**Written exercise:** Can you copy the records below word for word, keeping every line unchanged?

** Start Records shown **

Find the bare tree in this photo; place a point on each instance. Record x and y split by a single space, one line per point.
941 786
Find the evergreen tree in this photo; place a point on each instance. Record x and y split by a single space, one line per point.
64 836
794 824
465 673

** End Records shown **

**Result of this exercise:**
Find the bare tree in this photo; place a point on each instance. Record x and y split by a single space, one line per point.
941 786
Find the evergreen tree in this photo; place a point on each instance. Record x and y split by a single space, one line per point.
64 836
794 824
465 673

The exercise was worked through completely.